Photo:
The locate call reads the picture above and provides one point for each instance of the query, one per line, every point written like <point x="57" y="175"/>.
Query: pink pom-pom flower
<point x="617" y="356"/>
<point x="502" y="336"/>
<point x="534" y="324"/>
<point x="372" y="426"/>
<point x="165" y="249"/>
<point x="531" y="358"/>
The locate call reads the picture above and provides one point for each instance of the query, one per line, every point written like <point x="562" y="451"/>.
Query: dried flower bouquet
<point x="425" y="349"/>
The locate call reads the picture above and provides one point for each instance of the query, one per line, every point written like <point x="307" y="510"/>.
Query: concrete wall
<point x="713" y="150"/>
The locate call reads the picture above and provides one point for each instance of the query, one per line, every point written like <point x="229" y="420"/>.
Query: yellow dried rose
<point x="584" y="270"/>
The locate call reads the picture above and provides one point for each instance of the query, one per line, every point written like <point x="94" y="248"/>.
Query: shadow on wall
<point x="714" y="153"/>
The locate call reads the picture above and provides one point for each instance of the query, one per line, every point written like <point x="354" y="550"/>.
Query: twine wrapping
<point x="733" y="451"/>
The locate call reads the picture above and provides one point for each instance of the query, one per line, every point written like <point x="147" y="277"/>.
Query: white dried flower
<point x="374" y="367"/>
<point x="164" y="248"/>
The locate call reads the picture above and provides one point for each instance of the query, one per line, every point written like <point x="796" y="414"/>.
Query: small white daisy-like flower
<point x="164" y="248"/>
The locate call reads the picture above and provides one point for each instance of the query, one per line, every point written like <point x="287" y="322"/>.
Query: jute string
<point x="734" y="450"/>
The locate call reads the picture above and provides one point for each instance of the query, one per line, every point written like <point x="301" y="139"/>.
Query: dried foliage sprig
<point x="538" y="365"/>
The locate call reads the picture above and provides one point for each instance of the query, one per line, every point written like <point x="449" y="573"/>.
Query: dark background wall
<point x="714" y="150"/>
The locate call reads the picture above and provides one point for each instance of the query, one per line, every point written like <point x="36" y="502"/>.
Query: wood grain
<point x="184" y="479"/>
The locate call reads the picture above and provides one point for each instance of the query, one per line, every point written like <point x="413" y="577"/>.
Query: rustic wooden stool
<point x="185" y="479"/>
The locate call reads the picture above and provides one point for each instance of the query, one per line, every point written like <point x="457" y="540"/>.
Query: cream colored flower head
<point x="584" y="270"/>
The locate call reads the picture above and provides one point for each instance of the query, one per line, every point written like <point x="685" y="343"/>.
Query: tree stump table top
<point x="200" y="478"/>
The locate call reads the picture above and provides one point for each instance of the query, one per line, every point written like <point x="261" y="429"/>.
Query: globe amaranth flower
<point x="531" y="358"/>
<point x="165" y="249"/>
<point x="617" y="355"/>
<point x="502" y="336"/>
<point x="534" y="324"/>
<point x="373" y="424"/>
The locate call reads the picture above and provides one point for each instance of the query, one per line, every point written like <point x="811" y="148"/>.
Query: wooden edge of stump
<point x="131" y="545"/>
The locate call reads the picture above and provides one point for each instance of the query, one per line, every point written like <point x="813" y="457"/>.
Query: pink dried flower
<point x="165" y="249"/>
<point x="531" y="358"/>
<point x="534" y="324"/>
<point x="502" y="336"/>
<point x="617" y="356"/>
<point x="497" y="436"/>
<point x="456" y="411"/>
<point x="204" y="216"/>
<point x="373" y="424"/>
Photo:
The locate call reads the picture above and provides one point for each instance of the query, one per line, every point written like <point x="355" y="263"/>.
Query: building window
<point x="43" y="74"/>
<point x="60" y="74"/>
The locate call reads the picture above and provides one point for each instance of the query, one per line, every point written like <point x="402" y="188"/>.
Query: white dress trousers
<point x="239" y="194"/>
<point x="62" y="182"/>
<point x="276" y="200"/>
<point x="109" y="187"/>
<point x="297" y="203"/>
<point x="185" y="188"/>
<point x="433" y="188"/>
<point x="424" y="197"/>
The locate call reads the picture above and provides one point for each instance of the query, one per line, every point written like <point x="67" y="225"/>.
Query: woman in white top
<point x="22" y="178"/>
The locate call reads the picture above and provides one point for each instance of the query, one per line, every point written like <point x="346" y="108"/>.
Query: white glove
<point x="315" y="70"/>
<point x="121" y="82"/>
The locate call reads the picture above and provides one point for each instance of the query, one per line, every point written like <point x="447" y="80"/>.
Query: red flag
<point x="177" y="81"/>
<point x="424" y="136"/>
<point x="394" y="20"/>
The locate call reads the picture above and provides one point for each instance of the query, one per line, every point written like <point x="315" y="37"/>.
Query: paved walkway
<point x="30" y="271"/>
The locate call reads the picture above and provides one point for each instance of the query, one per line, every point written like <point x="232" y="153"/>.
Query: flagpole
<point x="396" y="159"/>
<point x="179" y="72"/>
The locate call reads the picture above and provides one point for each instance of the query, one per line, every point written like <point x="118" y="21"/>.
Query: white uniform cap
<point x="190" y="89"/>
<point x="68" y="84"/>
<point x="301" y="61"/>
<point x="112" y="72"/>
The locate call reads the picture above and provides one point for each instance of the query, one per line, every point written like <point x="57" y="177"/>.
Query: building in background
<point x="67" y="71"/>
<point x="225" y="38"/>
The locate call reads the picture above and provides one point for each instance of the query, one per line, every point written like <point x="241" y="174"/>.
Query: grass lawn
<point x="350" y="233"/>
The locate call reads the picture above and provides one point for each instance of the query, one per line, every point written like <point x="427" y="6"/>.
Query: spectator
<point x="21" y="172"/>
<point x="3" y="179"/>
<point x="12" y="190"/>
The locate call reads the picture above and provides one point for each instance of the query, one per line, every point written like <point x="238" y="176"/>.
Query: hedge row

- - - - - - -

* **Task statement**: Transcribe every entry verbatim.

* **Expected answer**:
Photo:
The locate call reads the picture above and provides one point for each instance of the query, one per line, every point written like <point x="57" y="175"/>.
Query: pink pom-pom flower
<point x="617" y="356"/>
<point x="502" y="336"/>
<point x="534" y="324"/>
<point x="372" y="426"/>
<point x="165" y="249"/>
<point x="531" y="358"/>
The locate call reads the picture above and provides one point for each instance of the query, one per line, every point written like <point x="562" y="451"/>.
Query: dried flower bouquet
<point x="425" y="349"/>
The locate call reads the picture above and provides one point for each instance of the query, one per line, every point written like <point x="307" y="510"/>.
Query: concrete wall
<point x="713" y="150"/>
The locate call reads the picture above and provides one point for each instance of the query, one per line, every point written like <point x="229" y="420"/>.
Query: yellow dried rose
<point x="584" y="270"/>
The locate call reads the picture above and provides one point for each instance of the query, one per line, every point written like <point x="94" y="248"/>.
Query: shadow on wall
<point x="714" y="153"/>
The locate call reads the picture above and provides one point for each instance of the query, one per line, every point written like <point x="354" y="550"/>.
Query: twine wrapping
<point x="733" y="451"/>
The locate call reads the picture above and provides one point for each instance of the query, one per line, every point written like <point x="147" y="277"/>.
Query: white dried flower
<point x="374" y="367"/>
<point x="164" y="248"/>
The locate call reads the picture above and provides one point for each instance of the query, one per line, every point written like <point x="796" y="414"/>.
Query: small white daisy-like flower
<point x="164" y="248"/>
The locate call reads the picture above and provides one point for each instance of the query, one per line, every point written like <point x="287" y="322"/>.
Query: jute string
<point x="734" y="450"/>
The locate call reads the picture above and provides one point for each instance of the query, one per line, every point written like <point x="301" y="139"/>.
Query: dried foliage sprig
<point x="538" y="365"/>
The locate call reads the picture above and provides one point for each instance of the query, one per line, every point written like <point x="449" y="573"/>.
Query: dark background wall
<point x="714" y="150"/>
The locate call reads the picture above and provides one point for each instance of the query, one per line, every point written like <point x="36" y="502"/>.
Query: wood grain
<point x="184" y="479"/>
The locate call reads the picture above and provides one point for each instance of the query, one per line, every point written like <point x="413" y="577"/>.
Query: rustic wooden stool
<point x="185" y="479"/>
The locate call reads the picture above and provides one point for each instance of the query, one per line, every point written like <point x="457" y="540"/>.
Query: cream colored flower head
<point x="584" y="270"/>
The locate call reads the picture above and provides one point for each instance of the query, one per line, every point written like <point x="685" y="343"/>.
Query: tree stump table top
<point x="200" y="478"/>
The locate call reads the picture above and provides one point for each instance of the query, one per line, every point written like <point x="261" y="429"/>.
Query: globe amaranth flower
<point x="531" y="358"/>
<point x="165" y="249"/>
<point x="617" y="355"/>
<point x="502" y="336"/>
<point x="534" y="324"/>
<point x="373" y="424"/>
The locate call reads the picture above and provides one point for each instance of the query, one per line, every point written like <point x="811" y="148"/>.
Query: wooden edge of stump
<point x="131" y="545"/>
The locate call reads the picture above and provides one point for each instance of the query, one per line, every point written like <point x="813" y="457"/>.
Query: pink dried flower
<point x="165" y="249"/>
<point x="531" y="358"/>
<point x="534" y="324"/>
<point x="502" y="336"/>
<point x="617" y="356"/>
<point x="497" y="436"/>
<point x="456" y="411"/>
<point x="204" y="216"/>
<point x="373" y="424"/>
Photo:
The locate call reads the picture above and provides one point for each instance of the query, one per line, every point written like <point x="355" y="263"/>.
Query: building window
<point x="43" y="74"/>
<point x="60" y="74"/>
The locate call reads the picture above and provides one point for each instance of the query, one per line, every point written like <point x="402" y="188"/>.
Query: white dress trousers
<point x="239" y="194"/>
<point x="62" y="182"/>
<point x="276" y="200"/>
<point x="109" y="187"/>
<point x="297" y="203"/>
<point x="185" y="188"/>
<point x="433" y="188"/>
<point x="424" y="197"/>
The locate call reads the picture above and provides one point for each instance of the query, one per line, every point written like <point x="67" y="225"/>.
Query: woman in white top
<point x="22" y="178"/>
The locate call reads the picture above and provides one point for each instance of the query, one per line, every point written like <point x="346" y="108"/>.
Query: white glove
<point x="315" y="70"/>
<point x="121" y="82"/>
The locate call reads the picture above and provides one point for each instance of the query, one per line, every point written like <point x="447" y="80"/>.
Query: red flag
<point x="177" y="81"/>
<point x="424" y="136"/>
<point x="394" y="20"/>
The locate call reads the picture above and provides one point for each instance of the query, one per line, every point written like <point x="315" y="37"/>.
Query: paved walkway
<point x="30" y="271"/>
The locate call reads the picture above and provides one point for each instance of the query, one per line, every point written like <point x="232" y="153"/>.
Query: flagpole
<point x="396" y="159"/>
<point x="179" y="72"/>
The locate call reads the picture above and provides one point for each instance of the query, one per line, every point written like <point x="118" y="21"/>.
Query: white uniform cap
<point x="190" y="89"/>
<point x="68" y="84"/>
<point x="301" y="61"/>
<point x="112" y="72"/>
The locate call reads the picture above and provides one point for each instance of the query, one per line, every point written like <point x="57" y="177"/>.
Query: building in background
<point x="67" y="71"/>
<point x="225" y="38"/>
The locate call reads the picture above and provides one point for each instance of the query, one per line, every point written like <point x="241" y="174"/>.
Query: grass lawn
<point x="350" y="233"/>
The locate call reads the picture above and provides one point for each instance of the query, one per line, every point written like <point x="427" y="6"/>.
Query: spectator
<point x="21" y="172"/>
<point x="3" y="179"/>
<point x="12" y="190"/>
The locate call reads the picture above and provides one point for each instance of the query, one per line, every point written like <point x="238" y="176"/>.
Query: hedge row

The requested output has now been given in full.